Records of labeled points
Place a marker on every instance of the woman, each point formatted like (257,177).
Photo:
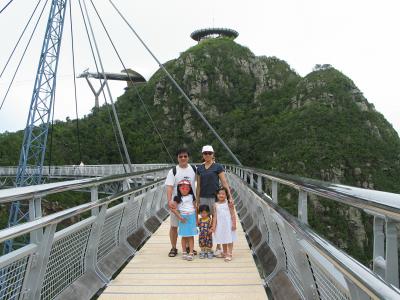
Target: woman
(209,175)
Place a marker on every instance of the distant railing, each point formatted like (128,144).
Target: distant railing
(316,267)
(77,261)
(83,170)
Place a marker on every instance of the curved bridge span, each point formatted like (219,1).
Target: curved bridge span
(76,253)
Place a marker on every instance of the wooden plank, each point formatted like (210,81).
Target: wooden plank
(151,274)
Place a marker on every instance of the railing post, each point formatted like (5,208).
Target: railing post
(275,192)
(93,243)
(302,207)
(392,265)
(35,211)
(259,183)
(379,247)
(39,264)
(94,196)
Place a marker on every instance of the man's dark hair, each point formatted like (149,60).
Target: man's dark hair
(204,207)
(182,150)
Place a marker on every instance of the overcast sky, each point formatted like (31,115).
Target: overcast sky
(359,38)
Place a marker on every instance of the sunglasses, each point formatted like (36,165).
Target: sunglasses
(208,153)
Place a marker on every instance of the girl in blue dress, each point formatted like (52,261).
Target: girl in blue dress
(187,216)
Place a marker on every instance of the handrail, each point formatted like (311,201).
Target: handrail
(364,278)
(372,201)
(24,228)
(37,191)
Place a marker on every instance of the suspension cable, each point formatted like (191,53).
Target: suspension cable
(109,91)
(101,82)
(131,80)
(23,55)
(75,94)
(178,87)
(5,6)
(20,37)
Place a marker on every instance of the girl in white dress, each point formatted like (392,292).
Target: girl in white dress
(224,224)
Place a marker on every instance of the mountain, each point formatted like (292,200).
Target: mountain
(318,126)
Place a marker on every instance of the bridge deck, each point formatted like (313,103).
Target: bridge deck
(151,274)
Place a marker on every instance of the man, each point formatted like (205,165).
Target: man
(180,172)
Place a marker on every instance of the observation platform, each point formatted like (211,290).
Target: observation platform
(151,274)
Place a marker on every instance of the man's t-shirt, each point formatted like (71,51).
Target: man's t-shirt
(209,179)
(181,174)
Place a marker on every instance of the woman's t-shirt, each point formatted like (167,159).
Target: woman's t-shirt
(209,179)
(186,206)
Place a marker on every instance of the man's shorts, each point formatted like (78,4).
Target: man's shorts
(209,201)
(173,220)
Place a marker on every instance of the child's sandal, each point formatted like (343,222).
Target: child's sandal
(228,258)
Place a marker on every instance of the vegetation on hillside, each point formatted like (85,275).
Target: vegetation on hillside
(319,126)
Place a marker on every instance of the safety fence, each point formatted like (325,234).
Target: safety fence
(82,170)
(77,261)
(294,260)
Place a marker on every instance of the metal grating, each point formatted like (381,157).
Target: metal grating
(109,234)
(133,217)
(290,262)
(12,278)
(66,262)
(327,286)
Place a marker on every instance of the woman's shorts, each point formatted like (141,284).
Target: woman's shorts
(189,227)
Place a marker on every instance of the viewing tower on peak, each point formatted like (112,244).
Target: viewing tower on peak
(206,33)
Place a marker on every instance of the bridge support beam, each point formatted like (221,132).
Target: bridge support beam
(392,263)
(302,207)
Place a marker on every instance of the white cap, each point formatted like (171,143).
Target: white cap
(207,148)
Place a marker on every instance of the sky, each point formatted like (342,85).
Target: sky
(359,38)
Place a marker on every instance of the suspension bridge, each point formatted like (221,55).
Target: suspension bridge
(114,243)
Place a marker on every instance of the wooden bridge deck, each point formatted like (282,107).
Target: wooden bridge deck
(151,274)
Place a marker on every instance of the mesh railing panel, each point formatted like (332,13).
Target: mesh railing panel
(133,217)
(66,262)
(12,277)
(326,285)
(109,234)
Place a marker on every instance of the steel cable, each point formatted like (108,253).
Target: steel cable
(131,80)
(23,55)
(19,39)
(178,86)
(100,80)
(75,94)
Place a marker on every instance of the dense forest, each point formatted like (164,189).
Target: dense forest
(318,126)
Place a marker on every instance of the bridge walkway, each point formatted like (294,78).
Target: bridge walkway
(151,274)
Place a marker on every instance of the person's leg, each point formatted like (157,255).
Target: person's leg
(191,244)
(230,249)
(173,230)
(225,249)
(173,236)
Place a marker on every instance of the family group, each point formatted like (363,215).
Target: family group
(201,204)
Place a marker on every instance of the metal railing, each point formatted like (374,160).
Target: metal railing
(83,171)
(87,253)
(316,268)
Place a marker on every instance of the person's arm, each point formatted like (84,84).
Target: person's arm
(233,217)
(197,191)
(171,204)
(178,215)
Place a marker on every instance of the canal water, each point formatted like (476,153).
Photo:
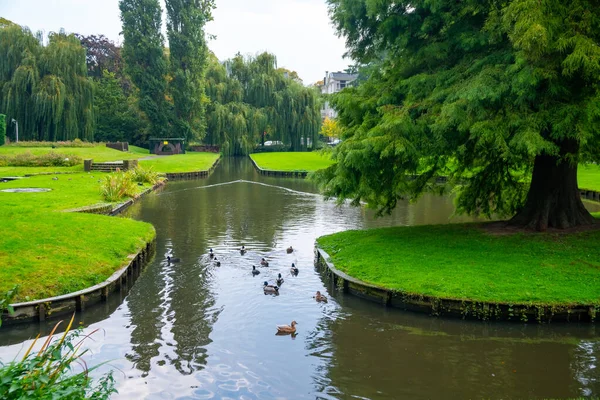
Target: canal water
(192,330)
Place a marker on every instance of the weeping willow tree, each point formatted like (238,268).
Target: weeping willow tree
(45,88)
(250,97)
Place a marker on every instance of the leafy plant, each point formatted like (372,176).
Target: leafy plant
(117,186)
(49,372)
(143,175)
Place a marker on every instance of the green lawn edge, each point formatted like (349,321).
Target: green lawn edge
(49,252)
(291,161)
(464,262)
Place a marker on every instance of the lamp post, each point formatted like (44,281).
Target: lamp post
(14,121)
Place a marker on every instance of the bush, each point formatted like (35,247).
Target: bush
(48,372)
(117,186)
(50,159)
(2,129)
(67,143)
(142,175)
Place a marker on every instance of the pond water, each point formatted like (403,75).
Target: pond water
(192,330)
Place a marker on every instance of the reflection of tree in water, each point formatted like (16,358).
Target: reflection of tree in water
(379,353)
(585,367)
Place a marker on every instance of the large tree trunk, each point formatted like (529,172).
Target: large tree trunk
(553,200)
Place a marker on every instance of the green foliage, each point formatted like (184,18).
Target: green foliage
(49,159)
(5,301)
(118,186)
(2,129)
(250,97)
(145,61)
(491,86)
(49,372)
(188,55)
(462,261)
(60,144)
(118,115)
(45,88)
(143,175)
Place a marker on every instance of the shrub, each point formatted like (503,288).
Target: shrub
(142,175)
(2,129)
(50,159)
(117,186)
(49,372)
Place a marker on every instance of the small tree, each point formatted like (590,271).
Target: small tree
(331,128)
(2,129)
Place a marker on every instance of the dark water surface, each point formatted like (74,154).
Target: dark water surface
(192,330)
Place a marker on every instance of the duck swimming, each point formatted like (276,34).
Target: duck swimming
(291,328)
(270,289)
(320,298)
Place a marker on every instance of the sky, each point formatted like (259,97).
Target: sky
(298,32)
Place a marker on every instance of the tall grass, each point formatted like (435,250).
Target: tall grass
(49,373)
(117,186)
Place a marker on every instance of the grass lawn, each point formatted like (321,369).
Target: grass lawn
(48,252)
(98,153)
(188,162)
(588,176)
(292,161)
(463,262)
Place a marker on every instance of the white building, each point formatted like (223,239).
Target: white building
(333,83)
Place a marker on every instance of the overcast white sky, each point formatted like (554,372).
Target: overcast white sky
(298,32)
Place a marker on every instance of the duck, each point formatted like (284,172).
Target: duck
(270,288)
(291,328)
(319,297)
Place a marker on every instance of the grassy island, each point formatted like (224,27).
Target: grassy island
(470,262)
(288,162)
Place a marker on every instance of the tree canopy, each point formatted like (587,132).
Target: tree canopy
(250,97)
(188,53)
(45,88)
(500,96)
(145,60)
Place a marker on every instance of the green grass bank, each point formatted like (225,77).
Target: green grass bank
(289,162)
(188,162)
(466,262)
(49,252)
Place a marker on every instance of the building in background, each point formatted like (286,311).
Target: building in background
(333,83)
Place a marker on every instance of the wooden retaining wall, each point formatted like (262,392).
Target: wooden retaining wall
(435,306)
(41,310)
(282,174)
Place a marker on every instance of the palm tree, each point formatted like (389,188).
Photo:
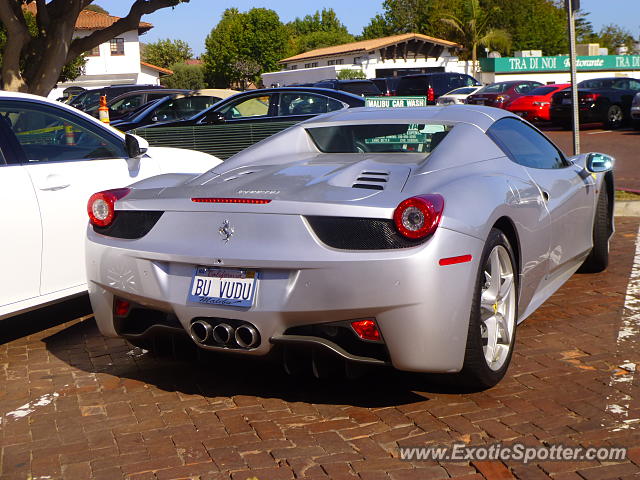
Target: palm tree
(473,30)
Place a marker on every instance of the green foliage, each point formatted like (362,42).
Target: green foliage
(322,29)
(612,36)
(166,52)
(96,8)
(349,74)
(257,35)
(185,76)
(472,29)
(70,71)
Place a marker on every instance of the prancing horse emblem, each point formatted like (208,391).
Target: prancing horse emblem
(226,231)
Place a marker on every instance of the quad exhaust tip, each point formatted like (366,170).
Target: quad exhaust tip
(246,336)
(222,333)
(200,331)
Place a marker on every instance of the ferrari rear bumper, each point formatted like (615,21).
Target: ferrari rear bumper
(421,307)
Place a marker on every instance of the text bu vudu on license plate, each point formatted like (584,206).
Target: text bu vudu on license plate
(220,286)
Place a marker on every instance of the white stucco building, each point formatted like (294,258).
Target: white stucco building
(381,57)
(114,62)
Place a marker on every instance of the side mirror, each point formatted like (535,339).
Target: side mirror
(136,146)
(215,118)
(599,162)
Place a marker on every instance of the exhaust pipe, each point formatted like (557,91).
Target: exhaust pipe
(247,336)
(200,331)
(222,333)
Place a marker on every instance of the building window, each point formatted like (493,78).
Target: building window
(94,52)
(117,46)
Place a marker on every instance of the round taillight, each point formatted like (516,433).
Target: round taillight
(418,217)
(101,206)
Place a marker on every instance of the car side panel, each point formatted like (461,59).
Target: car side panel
(21,245)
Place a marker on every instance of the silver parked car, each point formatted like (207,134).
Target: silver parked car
(412,237)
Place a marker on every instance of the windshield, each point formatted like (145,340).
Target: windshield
(542,90)
(463,91)
(495,88)
(390,138)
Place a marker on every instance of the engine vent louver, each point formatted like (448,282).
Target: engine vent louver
(371,179)
(233,177)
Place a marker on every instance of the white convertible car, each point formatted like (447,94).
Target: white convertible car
(53,157)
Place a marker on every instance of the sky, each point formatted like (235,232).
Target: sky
(193,21)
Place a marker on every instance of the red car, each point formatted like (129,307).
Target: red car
(534,106)
(501,94)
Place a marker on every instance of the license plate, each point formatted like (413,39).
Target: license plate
(223,286)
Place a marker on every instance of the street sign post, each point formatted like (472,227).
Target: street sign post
(572,6)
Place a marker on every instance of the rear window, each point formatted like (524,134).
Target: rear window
(360,88)
(541,90)
(385,138)
(494,88)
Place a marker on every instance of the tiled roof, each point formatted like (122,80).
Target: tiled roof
(90,20)
(155,67)
(368,45)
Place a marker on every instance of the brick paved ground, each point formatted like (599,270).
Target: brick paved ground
(74,405)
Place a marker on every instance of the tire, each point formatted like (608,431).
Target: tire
(614,117)
(598,258)
(494,312)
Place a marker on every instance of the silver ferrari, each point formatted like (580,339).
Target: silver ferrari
(413,237)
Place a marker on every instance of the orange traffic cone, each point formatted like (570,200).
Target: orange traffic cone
(103,110)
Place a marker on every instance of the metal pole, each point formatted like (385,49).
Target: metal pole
(570,4)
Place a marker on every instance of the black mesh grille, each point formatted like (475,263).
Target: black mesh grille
(349,233)
(130,224)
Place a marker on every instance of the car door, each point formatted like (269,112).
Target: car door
(67,158)
(302,105)
(568,193)
(21,245)
(256,108)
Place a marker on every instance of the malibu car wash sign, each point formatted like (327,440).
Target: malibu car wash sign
(395,102)
(560,63)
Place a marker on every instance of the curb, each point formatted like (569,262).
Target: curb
(629,208)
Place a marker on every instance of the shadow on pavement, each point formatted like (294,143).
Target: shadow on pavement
(43,318)
(192,371)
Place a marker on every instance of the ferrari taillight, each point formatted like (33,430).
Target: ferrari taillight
(101,206)
(418,217)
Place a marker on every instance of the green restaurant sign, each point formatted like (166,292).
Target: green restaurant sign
(560,63)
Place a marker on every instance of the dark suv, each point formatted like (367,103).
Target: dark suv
(364,88)
(90,99)
(432,85)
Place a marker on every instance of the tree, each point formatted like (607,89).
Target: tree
(350,74)
(612,37)
(377,28)
(412,16)
(32,62)
(164,53)
(96,8)
(472,30)
(322,29)
(186,76)
(256,35)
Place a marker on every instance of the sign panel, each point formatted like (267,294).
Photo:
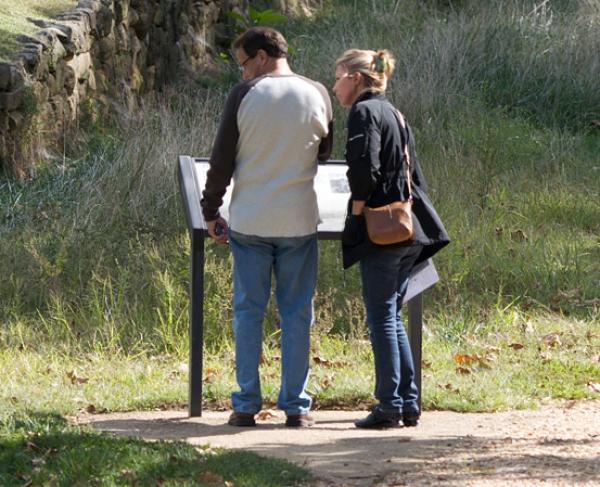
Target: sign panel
(333,192)
(331,186)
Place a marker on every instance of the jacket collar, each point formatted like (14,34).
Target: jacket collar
(370,95)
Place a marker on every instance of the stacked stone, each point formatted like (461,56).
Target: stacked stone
(108,51)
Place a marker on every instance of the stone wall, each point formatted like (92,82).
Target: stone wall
(108,51)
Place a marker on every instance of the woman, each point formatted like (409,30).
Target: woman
(377,137)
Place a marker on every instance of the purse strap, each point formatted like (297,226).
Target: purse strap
(405,151)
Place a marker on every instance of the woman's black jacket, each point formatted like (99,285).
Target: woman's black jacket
(377,175)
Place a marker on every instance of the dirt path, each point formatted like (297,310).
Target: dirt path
(556,445)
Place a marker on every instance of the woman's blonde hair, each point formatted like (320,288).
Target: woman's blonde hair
(375,66)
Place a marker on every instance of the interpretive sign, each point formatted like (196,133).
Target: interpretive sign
(331,187)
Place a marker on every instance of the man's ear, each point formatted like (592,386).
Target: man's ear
(262,55)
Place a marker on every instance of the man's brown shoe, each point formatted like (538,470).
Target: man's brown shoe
(299,420)
(241,419)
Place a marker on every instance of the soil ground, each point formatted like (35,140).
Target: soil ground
(558,444)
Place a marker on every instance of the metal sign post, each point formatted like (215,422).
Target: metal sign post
(332,195)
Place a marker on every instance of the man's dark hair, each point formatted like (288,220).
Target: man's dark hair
(269,40)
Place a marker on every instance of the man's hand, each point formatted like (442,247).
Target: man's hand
(218,229)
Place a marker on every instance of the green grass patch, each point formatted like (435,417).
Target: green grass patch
(95,252)
(43,449)
(14,20)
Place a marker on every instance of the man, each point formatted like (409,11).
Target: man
(275,126)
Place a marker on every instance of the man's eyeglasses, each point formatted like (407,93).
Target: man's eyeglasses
(242,65)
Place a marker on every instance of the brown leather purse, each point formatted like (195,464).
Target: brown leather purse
(392,223)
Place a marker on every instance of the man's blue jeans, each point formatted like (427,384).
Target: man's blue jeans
(385,276)
(293,262)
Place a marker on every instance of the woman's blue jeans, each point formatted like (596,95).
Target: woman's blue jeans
(385,276)
(293,262)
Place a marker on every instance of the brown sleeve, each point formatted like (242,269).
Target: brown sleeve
(222,159)
(326,144)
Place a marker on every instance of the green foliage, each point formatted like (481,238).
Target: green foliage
(43,449)
(254,18)
(95,253)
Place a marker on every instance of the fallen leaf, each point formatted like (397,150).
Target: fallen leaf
(593,386)
(321,361)
(527,327)
(75,379)
(544,357)
(32,446)
(519,235)
(210,477)
(552,339)
(128,474)
(467,359)
(448,387)
(210,376)
(266,414)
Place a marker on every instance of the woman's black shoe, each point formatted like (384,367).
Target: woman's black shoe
(379,420)
(410,418)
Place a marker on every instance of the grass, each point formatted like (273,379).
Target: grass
(95,253)
(43,449)
(14,20)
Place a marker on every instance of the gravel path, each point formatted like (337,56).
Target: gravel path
(555,445)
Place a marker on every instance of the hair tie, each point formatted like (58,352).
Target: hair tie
(379,62)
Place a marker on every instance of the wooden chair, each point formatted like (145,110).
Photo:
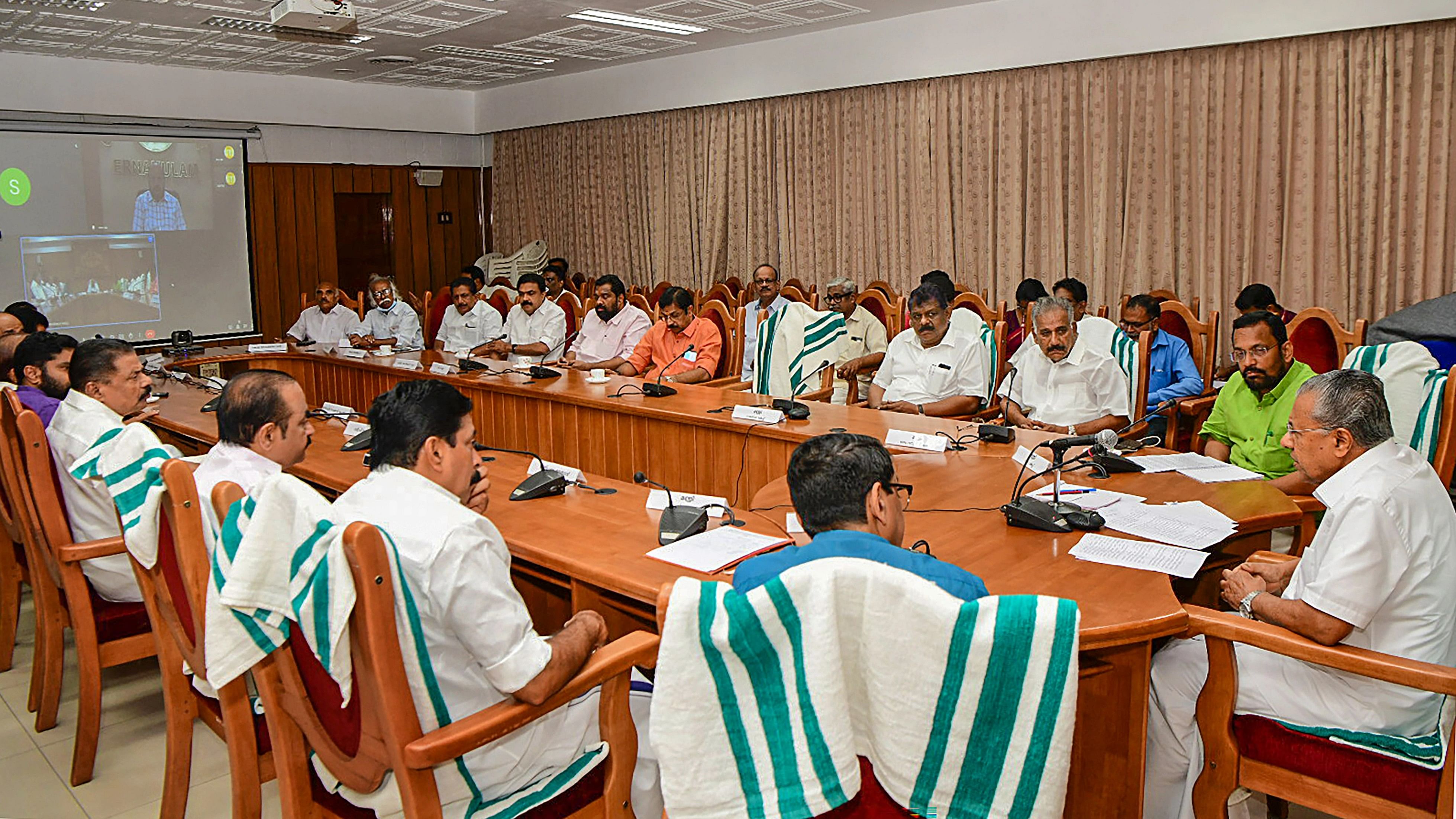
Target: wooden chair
(1202,337)
(379,732)
(1321,342)
(1263,755)
(356,304)
(175,595)
(107,635)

#### JOB:
Extract, word for word, each line from the one that contains "formatted like (384,367)." through the final line of the data above. Leave the pictures out.

#### FINISHED TASK:
Place a marker on every instance of the woman's black shoe, each point formatted like (384,367).
Target: woman's black shoe
(379,420)
(410,418)
Place a marker on every instance of the grass, each point formatted like (273,379).
Target: grass
(95,253)
(43,449)
(14,20)
Place a marker on every instance of the gravel path, each point formatted like (337,56).
Target: gravel path
(555,445)
Place a marker on every instance of the hair tie, each point formatted like (58,352).
Target: hair tie
(379,62)
Place a marker on every instance of the wooden chair, each point formatted like (145,110).
Photo:
Target: wooden chair
(1202,337)
(379,732)
(1321,342)
(1263,755)
(356,304)
(175,595)
(107,635)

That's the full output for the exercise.